DATA FOR THIS EXERCISE
################
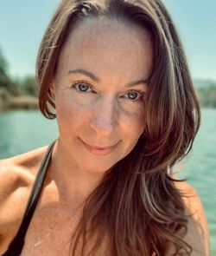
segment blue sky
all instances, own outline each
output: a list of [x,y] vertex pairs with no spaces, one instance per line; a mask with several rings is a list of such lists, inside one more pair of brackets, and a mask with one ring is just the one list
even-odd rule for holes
################
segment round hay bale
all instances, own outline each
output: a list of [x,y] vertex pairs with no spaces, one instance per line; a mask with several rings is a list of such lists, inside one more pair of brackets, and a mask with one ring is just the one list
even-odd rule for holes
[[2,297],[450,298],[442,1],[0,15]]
################
Can you repeat the stretch from the line containing "segment round hay bale" through the line containing "[[2,297],[450,298],[442,1],[0,15]]", swapping "hay bale" for "straw bale" and changing nothing else?

segment round straw bale
all instances, own outline each
output: a list of [x,y] vertex pairs with no spaces, one instance per line; a mask with several rings is a list of such lists, inside one more pair of brackets, and a mask with one ring is just the one list
even-odd rule for holes
[[2,297],[450,298],[442,1],[0,15]]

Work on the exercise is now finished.